───── Records for this task ─────

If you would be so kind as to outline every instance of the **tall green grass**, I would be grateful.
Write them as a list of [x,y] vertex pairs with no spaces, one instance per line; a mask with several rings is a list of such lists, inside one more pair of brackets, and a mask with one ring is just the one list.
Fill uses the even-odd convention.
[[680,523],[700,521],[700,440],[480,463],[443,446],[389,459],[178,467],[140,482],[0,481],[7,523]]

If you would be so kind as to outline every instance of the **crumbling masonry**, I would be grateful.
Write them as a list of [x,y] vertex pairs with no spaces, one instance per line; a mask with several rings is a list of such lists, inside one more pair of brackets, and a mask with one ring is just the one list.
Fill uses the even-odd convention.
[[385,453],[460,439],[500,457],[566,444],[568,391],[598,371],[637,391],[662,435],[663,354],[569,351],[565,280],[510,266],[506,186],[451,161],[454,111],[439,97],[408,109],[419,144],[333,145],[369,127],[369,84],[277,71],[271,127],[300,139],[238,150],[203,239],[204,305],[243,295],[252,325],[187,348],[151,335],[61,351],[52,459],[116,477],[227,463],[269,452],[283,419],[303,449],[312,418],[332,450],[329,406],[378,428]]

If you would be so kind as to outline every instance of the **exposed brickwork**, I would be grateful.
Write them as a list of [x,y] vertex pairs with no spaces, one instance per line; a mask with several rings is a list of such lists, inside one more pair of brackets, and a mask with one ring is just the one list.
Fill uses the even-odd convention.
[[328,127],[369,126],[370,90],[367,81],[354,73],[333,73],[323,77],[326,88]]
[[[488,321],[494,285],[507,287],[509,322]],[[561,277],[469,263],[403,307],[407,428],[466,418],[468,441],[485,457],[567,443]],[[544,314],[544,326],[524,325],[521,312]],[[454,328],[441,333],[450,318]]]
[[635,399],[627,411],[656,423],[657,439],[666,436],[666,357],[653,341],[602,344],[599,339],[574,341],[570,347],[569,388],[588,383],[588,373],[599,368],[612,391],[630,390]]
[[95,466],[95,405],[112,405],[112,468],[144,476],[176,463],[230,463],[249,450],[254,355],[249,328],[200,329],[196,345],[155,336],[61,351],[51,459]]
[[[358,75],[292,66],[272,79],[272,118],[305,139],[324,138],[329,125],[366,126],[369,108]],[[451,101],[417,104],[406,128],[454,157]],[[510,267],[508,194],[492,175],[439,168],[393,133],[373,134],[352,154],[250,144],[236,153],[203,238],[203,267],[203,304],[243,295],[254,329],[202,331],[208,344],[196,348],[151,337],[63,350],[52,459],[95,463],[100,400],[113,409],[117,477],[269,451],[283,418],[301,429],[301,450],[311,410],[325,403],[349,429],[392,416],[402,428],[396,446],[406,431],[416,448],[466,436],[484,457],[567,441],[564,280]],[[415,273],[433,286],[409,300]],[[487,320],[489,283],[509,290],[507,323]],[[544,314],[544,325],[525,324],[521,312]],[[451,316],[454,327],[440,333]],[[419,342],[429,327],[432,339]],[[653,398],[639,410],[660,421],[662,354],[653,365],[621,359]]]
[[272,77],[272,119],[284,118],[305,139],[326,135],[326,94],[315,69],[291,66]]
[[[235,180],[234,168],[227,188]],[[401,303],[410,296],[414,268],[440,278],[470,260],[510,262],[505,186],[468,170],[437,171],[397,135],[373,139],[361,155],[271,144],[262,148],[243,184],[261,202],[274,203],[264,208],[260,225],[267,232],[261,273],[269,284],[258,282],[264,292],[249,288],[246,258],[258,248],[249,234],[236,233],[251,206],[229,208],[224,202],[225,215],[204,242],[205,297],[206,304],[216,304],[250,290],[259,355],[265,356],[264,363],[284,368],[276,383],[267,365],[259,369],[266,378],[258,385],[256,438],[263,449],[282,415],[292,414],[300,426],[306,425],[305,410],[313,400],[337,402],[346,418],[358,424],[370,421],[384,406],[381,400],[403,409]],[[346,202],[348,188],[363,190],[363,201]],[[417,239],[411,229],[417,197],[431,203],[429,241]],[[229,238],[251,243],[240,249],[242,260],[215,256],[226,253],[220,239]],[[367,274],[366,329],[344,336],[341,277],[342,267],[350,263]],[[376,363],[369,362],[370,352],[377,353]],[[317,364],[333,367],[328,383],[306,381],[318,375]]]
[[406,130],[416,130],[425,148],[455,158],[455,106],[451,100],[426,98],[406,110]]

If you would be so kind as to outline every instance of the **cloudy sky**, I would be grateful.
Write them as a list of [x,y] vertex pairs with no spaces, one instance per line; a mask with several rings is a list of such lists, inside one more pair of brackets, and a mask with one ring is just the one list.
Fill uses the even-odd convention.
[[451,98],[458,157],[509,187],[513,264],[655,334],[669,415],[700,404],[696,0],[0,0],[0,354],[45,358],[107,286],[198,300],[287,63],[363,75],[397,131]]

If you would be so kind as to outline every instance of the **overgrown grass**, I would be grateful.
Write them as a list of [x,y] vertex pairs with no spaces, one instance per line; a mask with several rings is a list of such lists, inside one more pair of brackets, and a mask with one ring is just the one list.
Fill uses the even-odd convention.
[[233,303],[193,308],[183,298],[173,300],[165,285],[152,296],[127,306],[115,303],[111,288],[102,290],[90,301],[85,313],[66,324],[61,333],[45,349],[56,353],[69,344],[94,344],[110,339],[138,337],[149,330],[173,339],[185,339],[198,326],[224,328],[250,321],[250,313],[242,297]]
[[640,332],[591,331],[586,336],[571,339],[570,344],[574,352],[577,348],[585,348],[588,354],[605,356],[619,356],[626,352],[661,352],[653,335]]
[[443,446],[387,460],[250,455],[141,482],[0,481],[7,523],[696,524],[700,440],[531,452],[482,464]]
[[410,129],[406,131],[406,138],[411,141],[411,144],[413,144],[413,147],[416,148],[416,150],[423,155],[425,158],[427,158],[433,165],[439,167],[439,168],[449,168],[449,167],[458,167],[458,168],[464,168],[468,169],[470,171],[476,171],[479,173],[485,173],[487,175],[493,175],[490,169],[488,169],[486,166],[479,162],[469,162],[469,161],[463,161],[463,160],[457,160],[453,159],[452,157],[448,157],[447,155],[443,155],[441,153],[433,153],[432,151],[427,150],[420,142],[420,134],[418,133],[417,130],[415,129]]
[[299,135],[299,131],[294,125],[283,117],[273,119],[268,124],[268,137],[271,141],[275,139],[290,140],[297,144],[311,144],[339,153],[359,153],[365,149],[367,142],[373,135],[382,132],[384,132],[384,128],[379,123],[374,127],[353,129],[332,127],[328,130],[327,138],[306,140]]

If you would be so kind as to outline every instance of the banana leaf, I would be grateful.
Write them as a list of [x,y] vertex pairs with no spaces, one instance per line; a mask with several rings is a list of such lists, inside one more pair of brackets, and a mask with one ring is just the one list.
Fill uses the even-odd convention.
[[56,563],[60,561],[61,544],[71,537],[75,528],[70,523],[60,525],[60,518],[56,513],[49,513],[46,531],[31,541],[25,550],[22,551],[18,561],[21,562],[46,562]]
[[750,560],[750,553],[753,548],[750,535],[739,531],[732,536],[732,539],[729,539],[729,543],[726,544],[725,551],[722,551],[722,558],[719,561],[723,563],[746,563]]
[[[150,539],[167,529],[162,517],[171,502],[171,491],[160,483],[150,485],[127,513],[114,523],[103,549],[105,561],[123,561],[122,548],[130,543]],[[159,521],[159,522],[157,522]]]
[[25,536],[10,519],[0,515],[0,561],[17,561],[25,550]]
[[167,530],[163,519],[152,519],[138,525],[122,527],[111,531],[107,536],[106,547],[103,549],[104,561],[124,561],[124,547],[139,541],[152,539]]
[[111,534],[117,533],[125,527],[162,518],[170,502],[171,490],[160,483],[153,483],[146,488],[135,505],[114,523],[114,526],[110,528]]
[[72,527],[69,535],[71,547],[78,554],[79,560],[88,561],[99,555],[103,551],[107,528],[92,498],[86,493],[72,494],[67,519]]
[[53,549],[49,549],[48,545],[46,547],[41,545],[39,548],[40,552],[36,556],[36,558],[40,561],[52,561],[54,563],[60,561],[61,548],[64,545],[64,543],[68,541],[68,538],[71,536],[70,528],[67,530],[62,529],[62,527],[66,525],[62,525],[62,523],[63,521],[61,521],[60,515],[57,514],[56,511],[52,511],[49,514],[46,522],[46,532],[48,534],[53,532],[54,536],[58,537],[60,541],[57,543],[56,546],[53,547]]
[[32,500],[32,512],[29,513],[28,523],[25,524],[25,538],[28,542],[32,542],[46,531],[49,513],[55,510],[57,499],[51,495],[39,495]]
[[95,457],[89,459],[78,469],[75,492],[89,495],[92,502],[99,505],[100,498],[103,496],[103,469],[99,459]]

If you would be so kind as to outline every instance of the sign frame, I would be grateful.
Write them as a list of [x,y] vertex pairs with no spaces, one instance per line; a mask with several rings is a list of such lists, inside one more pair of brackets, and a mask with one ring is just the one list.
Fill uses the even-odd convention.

─────

> Exercise directions:
All lines of the records above with the word "grass" in them are to be copied.

> Exercise answer:
If you would be so kind as to outline every instance of the **tall green grass**, I would be grateful.
If you would be so kind as to outline every instance of the **overgrown grass**, I would be grateful.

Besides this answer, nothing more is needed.